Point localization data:
^^^^^^^^^^^^^^^^

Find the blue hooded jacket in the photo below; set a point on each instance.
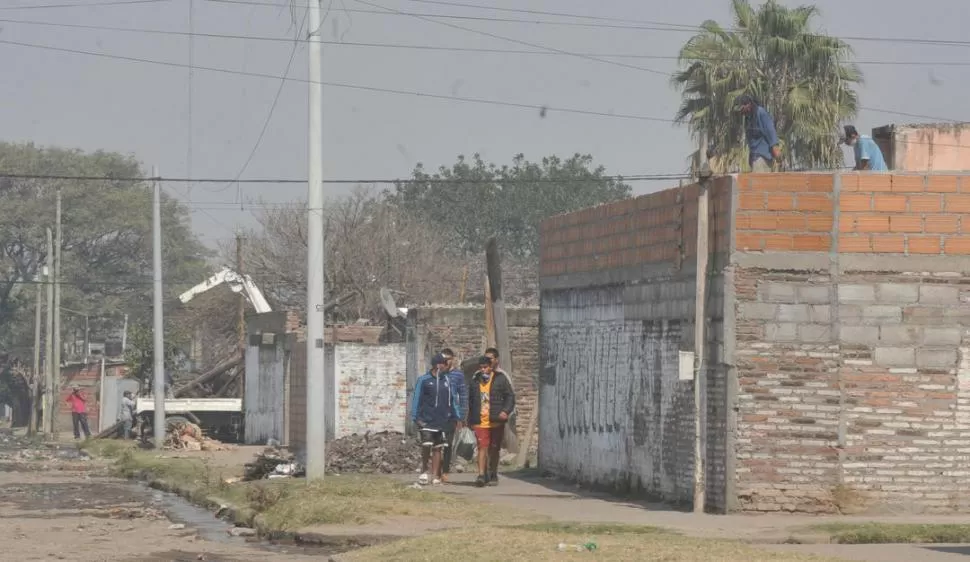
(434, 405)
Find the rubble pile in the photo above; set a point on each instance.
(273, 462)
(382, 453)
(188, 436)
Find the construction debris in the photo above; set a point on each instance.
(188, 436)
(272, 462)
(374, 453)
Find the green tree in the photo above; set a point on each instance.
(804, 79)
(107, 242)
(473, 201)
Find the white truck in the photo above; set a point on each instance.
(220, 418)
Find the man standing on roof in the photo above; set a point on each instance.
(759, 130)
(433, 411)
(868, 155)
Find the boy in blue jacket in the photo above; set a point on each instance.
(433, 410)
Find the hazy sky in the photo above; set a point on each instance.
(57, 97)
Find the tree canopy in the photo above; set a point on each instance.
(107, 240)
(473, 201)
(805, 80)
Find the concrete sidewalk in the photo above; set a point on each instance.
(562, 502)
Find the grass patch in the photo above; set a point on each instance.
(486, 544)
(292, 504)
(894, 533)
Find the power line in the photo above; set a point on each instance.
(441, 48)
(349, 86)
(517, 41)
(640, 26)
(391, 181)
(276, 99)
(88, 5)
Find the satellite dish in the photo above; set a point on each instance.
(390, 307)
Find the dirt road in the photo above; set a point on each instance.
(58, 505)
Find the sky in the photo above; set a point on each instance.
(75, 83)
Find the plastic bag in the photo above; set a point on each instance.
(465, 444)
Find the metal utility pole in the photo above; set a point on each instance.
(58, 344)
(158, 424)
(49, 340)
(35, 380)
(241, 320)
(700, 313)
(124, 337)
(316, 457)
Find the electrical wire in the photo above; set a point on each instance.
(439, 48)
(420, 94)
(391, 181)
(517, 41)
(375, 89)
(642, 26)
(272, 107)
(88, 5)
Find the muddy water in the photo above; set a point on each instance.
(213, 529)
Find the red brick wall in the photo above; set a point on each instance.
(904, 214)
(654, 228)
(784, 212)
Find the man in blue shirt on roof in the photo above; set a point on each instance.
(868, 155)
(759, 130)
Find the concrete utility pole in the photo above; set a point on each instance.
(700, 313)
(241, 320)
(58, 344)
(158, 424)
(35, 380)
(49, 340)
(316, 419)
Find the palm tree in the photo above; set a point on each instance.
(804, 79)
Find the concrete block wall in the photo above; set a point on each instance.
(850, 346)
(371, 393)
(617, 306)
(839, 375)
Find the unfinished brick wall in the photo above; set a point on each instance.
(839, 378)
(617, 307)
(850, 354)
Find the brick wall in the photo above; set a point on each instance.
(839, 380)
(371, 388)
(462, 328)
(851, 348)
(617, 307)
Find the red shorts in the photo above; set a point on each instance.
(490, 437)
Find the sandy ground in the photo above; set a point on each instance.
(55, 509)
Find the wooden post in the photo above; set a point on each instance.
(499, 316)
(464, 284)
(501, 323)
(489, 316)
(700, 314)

^^^^^^^^^^^^^^^^

All of the entries above are to be written out exactly, with no pictures.

Find the blue hooded jacket in the photo below; set a point on each instance.
(434, 405)
Find the rubble pile in the photo above; set a point on each instance.
(273, 462)
(382, 453)
(188, 436)
Find the construction debris in the photo above; set a point on each instance.
(188, 436)
(272, 462)
(374, 453)
Find the green tree in the photo above; set a point on each instance.
(804, 79)
(107, 242)
(473, 201)
Find the white truck in the photo above; set a point on each instance.
(220, 418)
Find the man standing on roof in the photo above; set a point on each instance.
(759, 130)
(433, 411)
(868, 155)
Find the boy in blue jacket in the photo above; set a point on each instance.
(433, 410)
Find the hazy sky in the photo above; set a point on each instance.
(57, 97)
Find the tree canopy in the photo above; set a point on each instance.
(107, 240)
(473, 201)
(805, 80)
Find the concrete sidewalk in the photo above; set a point on each instance.
(562, 502)
Find the grass patch in the photo above; set a point on each instance.
(486, 544)
(292, 504)
(894, 533)
Find the power line in the photo above; set a point on each instance.
(441, 48)
(349, 86)
(517, 41)
(640, 26)
(391, 181)
(276, 99)
(88, 5)
Find the satellite dish in the photo above; set a point on each instance.
(390, 307)
Find the dirt road in the photo above; set a point on each instance.
(58, 505)
Find the sky in the photo above; set a point on each instance.
(75, 83)
Find the plastic bag in the photo above; set a point on each instance.
(465, 444)
Find the metal utility pole in the photo above; set a point on each instance.
(58, 344)
(158, 424)
(49, 340)
(35, 380)
(241, 320)
(700, 313)
(124, 337)
(316, 457)
Find the electrical wire in the photo above; set a point on each instance.
(439, 48)
(420, 94)
(391, 181)
(517, 41)
(375, 89)
(642, 26)
(272, 107)
(88, 5)
Find the muddy water in the photo above; set a point on each instance.
(213, 529)
Find the red brick wall in the photo above; set a point on each instance.
(904, 214)
(654, 228)
(784, 212)
Find the man in blue shirt on roof in the photo above; set a point on each instance.
(868, 155)
(759, 130)
Find the concrete utility pole in the photo above; set a point on each instance.
(700, 313)
(241, 320)
(58, 344)
(158, 424)
(35, 380)
(49, 340)
(316, 419)
Find the palm tree in the photo above; set a point on each instance.
(804, 79)
Find the concrete block wall in the photo above; set a point on each instance.
(850, 346)
(371, 393)
(617, 306)
(839, 375)
Find the unfinished brick wall in the photo above; set a point on each instance.
(839, 378)
(617, 307)
(850, 354)
Find the brick wall in the photo above; set a point on each instance.
(839, 380)
(371, 388)
(462, 328)
(851, 348)
(617, 307)
Find the red shorts in the photo above; set a point on each instance.
(490, 437)
Find the sandy ground in the photo above; set a point on each instance.
(55, 509)
Find the wooden post in the photo above; set a point on each instance.
(499, 316)
(464, 284)
(501, 323)
(489, 316)
(700, 314)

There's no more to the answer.